Aim
Reproduce only the lines of the listing that begin at the line containing "Would you point at the hazy" and stop after the line containing "point(1050, 127)", requests included. Offset every number in the answer coordinates by 146, and leave the requests and their format samples unchanged.

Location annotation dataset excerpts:
-- Start --

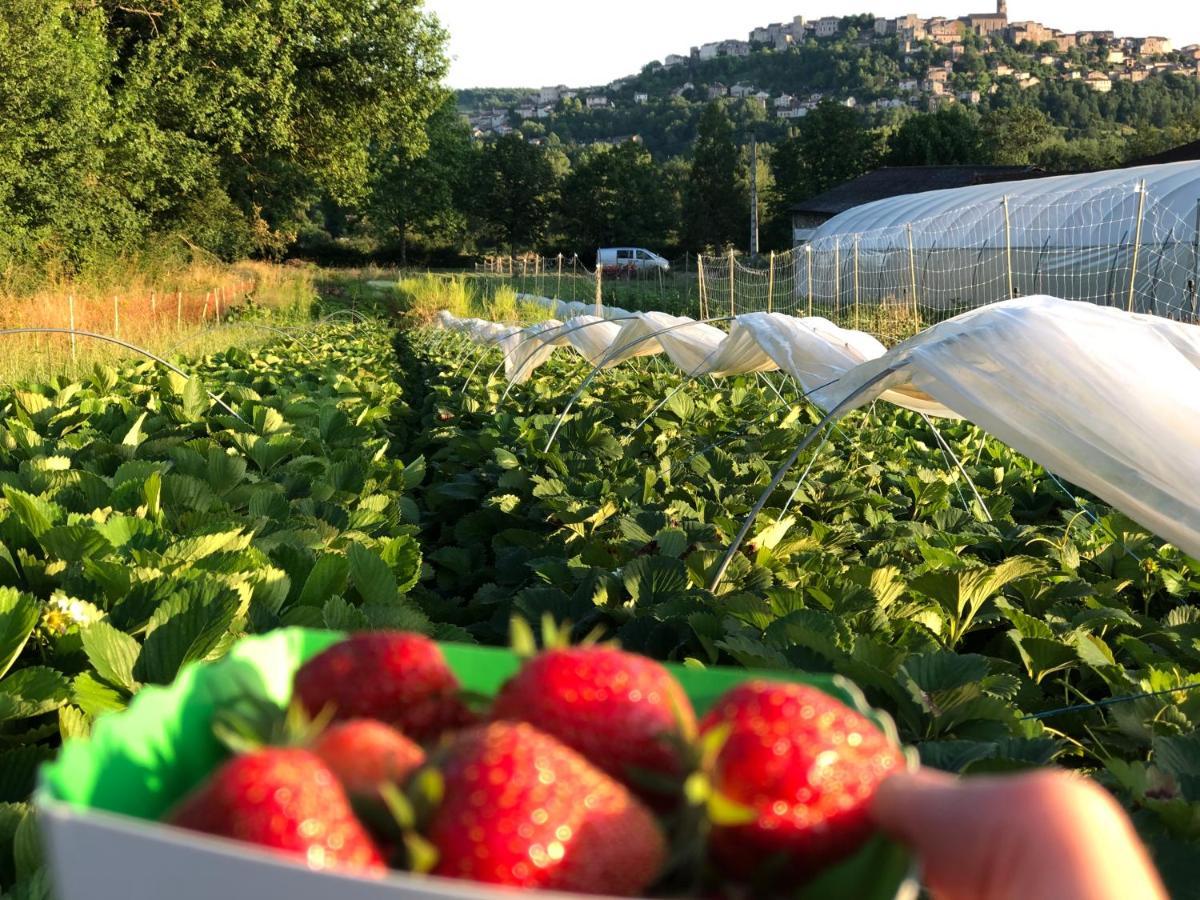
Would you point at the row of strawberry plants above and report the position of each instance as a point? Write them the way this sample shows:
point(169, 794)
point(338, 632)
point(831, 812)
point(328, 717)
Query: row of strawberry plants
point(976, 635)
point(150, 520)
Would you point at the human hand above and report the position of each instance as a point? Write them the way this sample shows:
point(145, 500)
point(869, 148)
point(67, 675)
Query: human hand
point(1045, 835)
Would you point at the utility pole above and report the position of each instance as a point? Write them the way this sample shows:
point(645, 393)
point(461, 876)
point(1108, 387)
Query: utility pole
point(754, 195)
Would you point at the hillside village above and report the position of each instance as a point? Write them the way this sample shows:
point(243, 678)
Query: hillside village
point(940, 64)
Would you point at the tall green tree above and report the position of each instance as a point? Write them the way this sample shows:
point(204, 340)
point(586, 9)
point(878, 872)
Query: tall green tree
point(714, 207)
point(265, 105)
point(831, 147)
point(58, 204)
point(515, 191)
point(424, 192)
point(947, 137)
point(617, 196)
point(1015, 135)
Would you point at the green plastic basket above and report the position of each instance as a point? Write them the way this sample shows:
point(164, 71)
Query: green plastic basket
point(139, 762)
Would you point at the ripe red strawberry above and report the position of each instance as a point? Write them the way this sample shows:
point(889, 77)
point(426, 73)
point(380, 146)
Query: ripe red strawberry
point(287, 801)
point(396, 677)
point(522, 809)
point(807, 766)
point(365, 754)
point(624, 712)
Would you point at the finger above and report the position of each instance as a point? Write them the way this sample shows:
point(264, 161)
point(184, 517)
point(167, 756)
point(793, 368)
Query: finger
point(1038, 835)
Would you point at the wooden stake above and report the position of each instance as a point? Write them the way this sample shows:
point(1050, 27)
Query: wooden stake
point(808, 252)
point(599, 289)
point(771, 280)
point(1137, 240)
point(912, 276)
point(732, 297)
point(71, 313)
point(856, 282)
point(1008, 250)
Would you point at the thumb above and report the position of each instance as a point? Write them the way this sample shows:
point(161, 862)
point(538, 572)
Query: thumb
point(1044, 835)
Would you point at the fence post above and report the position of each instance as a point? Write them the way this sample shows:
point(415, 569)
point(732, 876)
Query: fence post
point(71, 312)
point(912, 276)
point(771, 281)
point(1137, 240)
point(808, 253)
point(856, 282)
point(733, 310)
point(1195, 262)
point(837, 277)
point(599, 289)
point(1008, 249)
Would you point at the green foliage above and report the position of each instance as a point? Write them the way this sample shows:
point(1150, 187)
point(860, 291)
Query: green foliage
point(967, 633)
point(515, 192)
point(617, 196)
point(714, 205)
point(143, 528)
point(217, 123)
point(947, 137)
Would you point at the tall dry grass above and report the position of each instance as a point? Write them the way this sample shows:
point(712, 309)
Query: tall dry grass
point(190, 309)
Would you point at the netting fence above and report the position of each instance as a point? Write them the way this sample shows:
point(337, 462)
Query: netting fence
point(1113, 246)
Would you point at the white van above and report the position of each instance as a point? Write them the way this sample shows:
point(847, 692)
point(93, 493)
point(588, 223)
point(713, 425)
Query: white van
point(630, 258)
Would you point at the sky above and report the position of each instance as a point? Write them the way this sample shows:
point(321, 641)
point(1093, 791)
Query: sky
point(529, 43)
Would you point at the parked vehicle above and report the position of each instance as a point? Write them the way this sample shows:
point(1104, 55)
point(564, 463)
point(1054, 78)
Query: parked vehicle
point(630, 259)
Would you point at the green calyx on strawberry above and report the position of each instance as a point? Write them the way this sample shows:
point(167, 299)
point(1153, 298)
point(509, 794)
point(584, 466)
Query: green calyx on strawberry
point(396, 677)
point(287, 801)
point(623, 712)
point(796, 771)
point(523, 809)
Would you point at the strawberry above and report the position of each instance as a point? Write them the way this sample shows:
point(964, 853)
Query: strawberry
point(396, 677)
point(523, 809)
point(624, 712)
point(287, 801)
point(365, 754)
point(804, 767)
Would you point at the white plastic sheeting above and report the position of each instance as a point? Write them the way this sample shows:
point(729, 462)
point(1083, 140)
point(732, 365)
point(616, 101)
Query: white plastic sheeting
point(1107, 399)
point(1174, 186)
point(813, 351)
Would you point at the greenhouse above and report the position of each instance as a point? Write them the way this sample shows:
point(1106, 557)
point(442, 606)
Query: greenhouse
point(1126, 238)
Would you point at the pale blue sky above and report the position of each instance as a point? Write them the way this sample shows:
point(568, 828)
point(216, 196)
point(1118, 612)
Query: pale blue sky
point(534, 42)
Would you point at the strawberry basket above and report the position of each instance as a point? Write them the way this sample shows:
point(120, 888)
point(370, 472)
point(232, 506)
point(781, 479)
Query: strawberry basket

-- End --
-- Start --

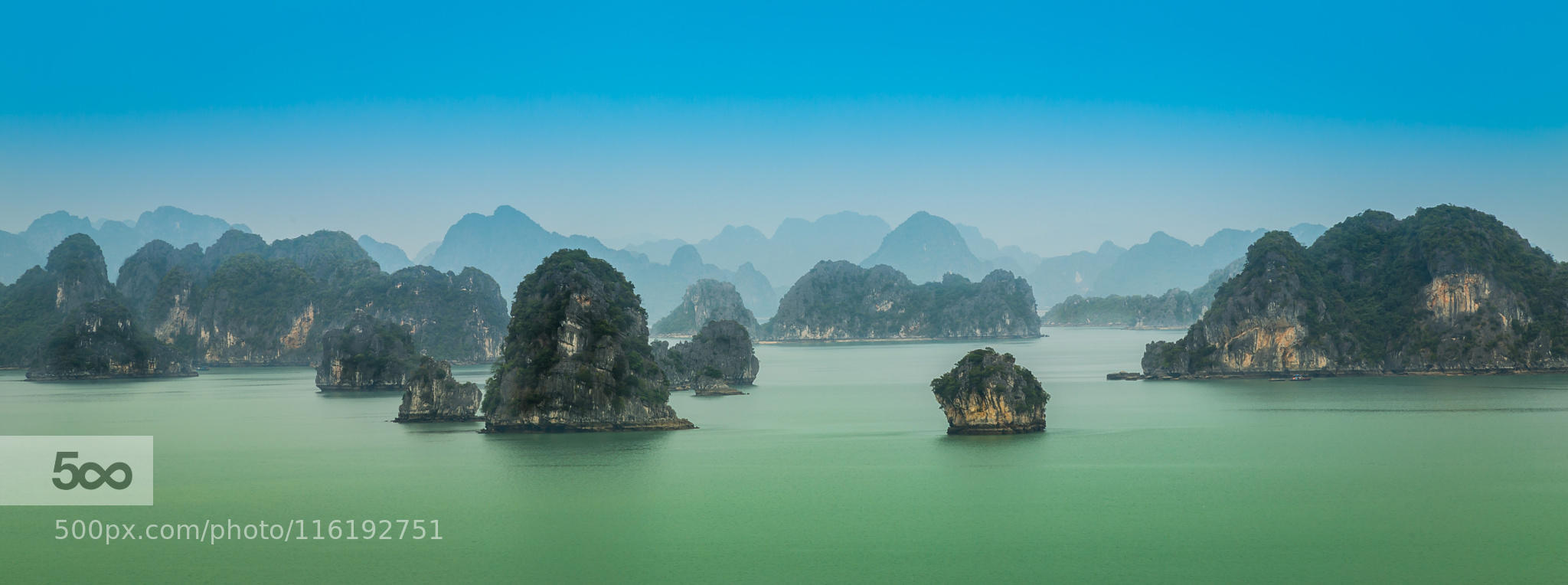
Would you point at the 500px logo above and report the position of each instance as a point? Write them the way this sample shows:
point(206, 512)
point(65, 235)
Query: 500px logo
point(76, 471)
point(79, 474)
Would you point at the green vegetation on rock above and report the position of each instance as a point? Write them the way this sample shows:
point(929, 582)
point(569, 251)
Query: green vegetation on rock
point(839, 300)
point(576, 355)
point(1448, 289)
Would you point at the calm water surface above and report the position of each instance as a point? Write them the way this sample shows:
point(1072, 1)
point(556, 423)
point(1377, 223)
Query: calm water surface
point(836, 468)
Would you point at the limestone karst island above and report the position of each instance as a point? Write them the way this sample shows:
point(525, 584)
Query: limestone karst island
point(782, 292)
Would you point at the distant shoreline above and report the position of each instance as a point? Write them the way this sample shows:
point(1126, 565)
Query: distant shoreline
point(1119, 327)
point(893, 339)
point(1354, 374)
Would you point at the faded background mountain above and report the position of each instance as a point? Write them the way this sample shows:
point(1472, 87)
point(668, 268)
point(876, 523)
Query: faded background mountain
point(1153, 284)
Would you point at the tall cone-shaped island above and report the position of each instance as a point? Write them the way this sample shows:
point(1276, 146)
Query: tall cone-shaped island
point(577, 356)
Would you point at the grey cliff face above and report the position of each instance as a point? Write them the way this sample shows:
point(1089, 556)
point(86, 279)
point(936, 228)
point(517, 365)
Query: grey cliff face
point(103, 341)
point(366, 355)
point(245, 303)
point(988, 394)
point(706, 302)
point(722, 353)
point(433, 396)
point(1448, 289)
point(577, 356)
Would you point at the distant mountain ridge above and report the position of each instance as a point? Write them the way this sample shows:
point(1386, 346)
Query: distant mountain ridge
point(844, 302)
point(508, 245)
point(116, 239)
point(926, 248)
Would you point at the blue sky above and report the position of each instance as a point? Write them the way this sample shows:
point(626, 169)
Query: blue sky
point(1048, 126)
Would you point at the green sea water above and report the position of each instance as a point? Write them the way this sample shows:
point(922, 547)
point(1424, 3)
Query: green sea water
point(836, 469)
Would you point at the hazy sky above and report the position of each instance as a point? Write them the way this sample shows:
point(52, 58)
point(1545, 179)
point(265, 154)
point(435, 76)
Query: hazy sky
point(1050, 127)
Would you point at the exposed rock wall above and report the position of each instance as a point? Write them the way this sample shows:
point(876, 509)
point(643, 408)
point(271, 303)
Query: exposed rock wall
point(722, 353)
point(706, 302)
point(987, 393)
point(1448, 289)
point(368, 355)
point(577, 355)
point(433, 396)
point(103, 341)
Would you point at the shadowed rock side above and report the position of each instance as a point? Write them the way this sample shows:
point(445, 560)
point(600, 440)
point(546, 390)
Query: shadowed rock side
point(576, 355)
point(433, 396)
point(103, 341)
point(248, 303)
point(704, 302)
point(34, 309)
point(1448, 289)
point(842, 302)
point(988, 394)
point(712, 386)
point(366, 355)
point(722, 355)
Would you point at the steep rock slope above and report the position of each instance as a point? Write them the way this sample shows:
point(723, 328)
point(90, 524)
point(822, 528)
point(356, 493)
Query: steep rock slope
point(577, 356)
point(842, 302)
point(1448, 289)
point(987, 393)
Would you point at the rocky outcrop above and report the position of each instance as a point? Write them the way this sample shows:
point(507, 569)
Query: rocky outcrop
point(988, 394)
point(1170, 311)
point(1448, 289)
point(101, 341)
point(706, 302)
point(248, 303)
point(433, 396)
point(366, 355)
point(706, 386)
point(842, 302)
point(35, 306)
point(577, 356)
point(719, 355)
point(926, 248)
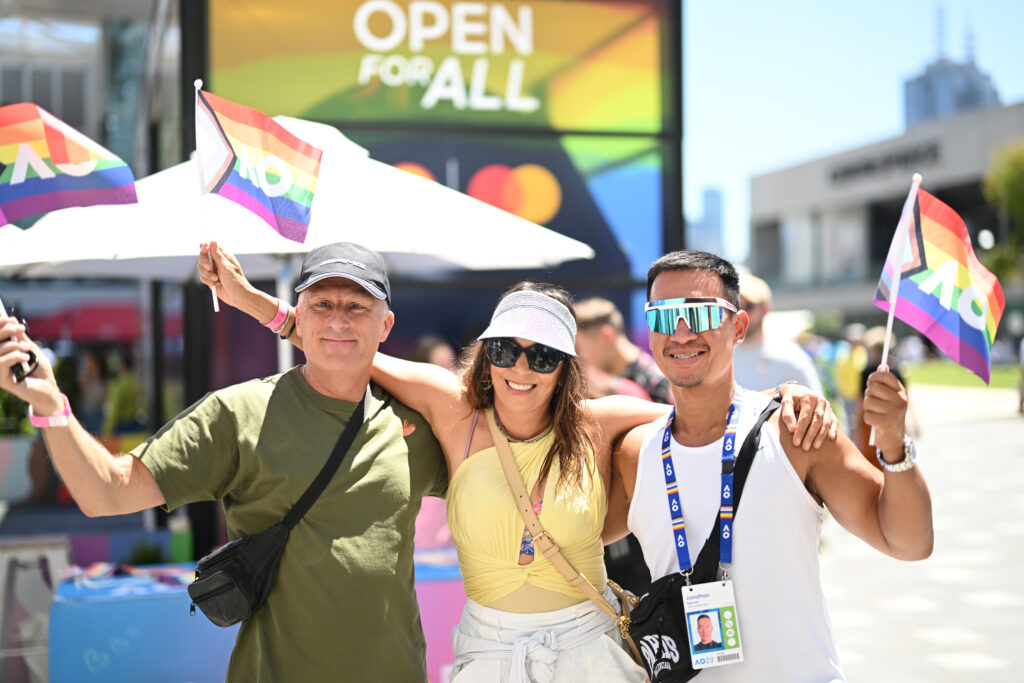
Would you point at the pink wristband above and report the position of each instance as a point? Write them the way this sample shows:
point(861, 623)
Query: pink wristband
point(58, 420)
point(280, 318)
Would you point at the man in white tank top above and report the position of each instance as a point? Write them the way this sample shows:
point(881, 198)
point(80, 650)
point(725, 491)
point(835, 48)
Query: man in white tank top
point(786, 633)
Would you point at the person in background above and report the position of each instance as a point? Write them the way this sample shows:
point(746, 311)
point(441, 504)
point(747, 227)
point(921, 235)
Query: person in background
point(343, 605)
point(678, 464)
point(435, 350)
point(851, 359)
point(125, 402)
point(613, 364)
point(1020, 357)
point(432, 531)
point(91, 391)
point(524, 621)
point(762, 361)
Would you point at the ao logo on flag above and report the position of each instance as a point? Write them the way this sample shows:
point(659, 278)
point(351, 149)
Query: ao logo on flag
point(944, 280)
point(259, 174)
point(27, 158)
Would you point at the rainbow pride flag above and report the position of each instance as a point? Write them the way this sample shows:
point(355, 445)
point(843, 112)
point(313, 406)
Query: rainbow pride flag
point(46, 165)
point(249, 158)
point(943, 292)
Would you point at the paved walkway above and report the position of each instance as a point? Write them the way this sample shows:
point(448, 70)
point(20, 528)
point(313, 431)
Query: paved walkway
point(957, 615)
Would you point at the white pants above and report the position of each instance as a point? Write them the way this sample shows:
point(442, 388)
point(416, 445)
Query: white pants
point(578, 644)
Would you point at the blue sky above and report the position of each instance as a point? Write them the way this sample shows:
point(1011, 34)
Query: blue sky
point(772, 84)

-- End --
-- Start --

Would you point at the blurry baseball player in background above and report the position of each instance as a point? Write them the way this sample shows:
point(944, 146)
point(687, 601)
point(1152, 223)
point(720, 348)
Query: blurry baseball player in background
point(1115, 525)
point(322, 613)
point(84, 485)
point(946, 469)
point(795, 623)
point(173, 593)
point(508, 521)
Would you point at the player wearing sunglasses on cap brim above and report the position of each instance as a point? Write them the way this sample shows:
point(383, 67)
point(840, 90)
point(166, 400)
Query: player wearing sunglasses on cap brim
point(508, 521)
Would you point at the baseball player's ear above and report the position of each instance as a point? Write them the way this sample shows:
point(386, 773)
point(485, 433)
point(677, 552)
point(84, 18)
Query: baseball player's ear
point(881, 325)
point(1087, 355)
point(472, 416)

-- End --

Response to the exercise
Would you point at the hazy sky above and report the position of each instance as a point? Write them the way this sample shows:
point(52, 58)
point(1545, 179)
point(265, 154)
point(435, 76)
Query: hazy sky
point(1196, 273)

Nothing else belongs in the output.